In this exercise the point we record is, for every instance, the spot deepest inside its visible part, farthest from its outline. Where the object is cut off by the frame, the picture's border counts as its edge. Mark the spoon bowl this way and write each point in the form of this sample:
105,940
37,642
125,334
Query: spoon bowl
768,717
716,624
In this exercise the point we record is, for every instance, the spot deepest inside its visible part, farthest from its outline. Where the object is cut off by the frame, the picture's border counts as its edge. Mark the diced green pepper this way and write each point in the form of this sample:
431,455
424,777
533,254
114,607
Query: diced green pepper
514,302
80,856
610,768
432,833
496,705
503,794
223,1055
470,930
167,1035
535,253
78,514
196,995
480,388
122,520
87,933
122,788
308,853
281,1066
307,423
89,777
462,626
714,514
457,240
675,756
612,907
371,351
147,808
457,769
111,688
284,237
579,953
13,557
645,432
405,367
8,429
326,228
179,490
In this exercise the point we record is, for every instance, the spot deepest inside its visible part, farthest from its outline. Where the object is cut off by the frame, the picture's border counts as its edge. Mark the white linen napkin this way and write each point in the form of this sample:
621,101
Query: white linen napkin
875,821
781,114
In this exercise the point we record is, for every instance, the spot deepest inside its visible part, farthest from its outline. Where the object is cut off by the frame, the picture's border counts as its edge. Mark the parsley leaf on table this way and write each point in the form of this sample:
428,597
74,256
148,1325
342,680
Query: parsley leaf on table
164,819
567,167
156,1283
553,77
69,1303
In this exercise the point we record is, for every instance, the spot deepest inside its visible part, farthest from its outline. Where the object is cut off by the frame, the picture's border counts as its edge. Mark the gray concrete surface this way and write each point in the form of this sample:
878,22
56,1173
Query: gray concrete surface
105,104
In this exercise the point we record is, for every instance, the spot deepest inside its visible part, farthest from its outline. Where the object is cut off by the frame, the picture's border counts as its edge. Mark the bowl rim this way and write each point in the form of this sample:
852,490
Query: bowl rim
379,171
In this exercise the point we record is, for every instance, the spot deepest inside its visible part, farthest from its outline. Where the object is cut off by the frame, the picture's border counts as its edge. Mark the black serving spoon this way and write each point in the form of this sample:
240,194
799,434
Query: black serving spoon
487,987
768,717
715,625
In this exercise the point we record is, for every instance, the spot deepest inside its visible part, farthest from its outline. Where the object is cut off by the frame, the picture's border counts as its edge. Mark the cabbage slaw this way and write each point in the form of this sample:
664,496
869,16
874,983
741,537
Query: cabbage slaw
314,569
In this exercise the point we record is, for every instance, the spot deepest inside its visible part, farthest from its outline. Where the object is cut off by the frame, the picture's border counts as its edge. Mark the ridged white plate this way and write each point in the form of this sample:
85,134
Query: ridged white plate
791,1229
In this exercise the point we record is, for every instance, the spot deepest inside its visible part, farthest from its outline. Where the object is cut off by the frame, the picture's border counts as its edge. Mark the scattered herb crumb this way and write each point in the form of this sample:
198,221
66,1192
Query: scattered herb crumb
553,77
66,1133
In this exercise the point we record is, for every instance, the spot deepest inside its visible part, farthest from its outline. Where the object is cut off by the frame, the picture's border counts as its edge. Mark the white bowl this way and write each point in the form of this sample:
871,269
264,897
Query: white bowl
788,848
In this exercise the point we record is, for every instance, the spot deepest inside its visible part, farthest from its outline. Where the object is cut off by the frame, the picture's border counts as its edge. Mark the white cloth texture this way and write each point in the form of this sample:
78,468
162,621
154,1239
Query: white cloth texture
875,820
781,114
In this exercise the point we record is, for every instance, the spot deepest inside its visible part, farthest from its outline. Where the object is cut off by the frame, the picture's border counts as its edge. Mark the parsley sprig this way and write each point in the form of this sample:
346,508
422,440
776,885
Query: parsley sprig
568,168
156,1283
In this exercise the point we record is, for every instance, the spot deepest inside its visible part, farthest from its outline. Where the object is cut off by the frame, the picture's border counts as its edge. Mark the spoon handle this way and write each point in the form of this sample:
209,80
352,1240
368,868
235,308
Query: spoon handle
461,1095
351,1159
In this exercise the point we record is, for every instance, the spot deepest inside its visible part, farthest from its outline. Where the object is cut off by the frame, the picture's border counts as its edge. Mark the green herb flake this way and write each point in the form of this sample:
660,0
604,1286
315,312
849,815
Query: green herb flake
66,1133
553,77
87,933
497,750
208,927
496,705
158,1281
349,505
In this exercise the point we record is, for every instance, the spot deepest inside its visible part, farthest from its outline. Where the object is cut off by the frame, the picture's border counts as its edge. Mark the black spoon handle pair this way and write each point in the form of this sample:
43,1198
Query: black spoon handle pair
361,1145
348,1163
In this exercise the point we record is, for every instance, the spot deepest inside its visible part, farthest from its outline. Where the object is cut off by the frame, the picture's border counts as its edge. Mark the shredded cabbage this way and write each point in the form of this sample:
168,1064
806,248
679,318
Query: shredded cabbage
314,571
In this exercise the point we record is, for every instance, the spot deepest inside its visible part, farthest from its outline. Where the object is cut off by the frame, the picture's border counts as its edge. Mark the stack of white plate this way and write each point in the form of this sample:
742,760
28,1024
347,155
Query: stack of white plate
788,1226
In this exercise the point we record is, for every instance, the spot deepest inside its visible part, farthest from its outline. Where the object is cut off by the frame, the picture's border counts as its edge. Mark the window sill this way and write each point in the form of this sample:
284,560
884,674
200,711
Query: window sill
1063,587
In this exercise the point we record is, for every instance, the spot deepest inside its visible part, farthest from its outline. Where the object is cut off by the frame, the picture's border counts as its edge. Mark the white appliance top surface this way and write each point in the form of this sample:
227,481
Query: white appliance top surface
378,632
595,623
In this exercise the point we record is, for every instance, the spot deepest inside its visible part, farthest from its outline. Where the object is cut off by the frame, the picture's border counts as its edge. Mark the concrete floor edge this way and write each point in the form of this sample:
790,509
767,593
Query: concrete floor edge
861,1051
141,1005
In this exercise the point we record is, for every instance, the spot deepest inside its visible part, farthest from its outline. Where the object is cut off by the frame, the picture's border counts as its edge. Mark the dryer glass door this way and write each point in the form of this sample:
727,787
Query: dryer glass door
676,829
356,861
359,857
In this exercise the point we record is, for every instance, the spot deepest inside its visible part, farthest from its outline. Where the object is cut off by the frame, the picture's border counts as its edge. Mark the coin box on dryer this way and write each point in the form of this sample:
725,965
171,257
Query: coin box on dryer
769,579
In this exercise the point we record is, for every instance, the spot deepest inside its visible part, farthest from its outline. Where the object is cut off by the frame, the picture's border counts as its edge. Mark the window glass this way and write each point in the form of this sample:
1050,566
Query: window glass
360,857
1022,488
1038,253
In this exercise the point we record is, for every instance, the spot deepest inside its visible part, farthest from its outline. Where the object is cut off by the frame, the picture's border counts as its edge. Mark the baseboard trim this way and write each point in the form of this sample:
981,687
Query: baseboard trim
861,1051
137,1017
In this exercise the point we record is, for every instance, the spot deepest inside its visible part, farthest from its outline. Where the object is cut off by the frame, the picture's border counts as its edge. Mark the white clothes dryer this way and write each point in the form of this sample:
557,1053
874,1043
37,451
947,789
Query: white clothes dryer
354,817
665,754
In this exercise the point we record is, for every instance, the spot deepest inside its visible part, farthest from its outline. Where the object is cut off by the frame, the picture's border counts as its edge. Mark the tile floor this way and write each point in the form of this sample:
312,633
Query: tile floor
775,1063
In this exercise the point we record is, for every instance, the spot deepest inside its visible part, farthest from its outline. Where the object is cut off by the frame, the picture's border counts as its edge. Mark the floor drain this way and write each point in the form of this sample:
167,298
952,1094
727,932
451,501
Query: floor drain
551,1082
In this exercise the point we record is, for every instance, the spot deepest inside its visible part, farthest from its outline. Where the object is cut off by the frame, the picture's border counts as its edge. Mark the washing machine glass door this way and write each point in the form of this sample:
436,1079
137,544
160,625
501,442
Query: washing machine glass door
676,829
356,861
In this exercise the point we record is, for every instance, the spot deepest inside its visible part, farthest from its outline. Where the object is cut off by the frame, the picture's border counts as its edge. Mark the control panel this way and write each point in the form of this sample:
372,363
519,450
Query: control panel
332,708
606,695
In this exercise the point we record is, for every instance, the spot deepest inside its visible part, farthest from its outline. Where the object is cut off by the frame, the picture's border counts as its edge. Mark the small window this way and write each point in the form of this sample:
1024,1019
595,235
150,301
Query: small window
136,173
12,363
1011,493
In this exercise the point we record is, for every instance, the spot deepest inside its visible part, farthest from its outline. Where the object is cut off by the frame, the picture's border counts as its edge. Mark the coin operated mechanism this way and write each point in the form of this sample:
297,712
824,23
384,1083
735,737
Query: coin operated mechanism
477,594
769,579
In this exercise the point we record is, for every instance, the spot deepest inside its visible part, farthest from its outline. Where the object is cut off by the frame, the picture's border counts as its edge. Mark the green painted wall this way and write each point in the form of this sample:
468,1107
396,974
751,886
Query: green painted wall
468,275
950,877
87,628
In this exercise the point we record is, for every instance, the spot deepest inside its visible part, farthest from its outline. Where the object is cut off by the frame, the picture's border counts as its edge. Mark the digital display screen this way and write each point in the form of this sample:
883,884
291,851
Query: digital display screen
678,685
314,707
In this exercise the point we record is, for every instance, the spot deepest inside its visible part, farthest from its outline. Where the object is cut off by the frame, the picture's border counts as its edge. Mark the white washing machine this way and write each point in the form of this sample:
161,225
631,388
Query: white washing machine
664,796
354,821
+ + +
▶ TASK REQUIREMENTS
Exact copies of the lines from the one with "Query: coin operated mechanism" through the final line of the listing should be returned, and no other lines.

▶ RESPONSE BOX
Query: coin operated mechanism
477,594
769,579
In this exercise the point we record is, for every instance, the spot deepest inside its visible part, farthest from its outline. Where the object is cut off by the frame, the picture's border counts as its edge. Mark the green painted wall this way and write each point in the form of this sample:
468,1107
396,974
751,886
Query: green painted wall
468,275
950,877
87,628
In this exercise the point we record is, for every instance, the spot deepest inside its visible part, farthest from its outline. Where the object is cut off by the frame, the picture's border counts as its edge. Mark the digital display screen this way and write each point in the form of this sample:
883,884
291,851
Query: digital display screen
678,685
314,707
In this exercise the point we record is, for every instance, the spot deepest inside its visible part, farthest from its outline. Where the object is cut off by the frame, the picture's border counts as its edge. Mark the white washing machine this way and write each point in the form of this sample:
161,225
631,388
Query: white washing machine
664,796
354,821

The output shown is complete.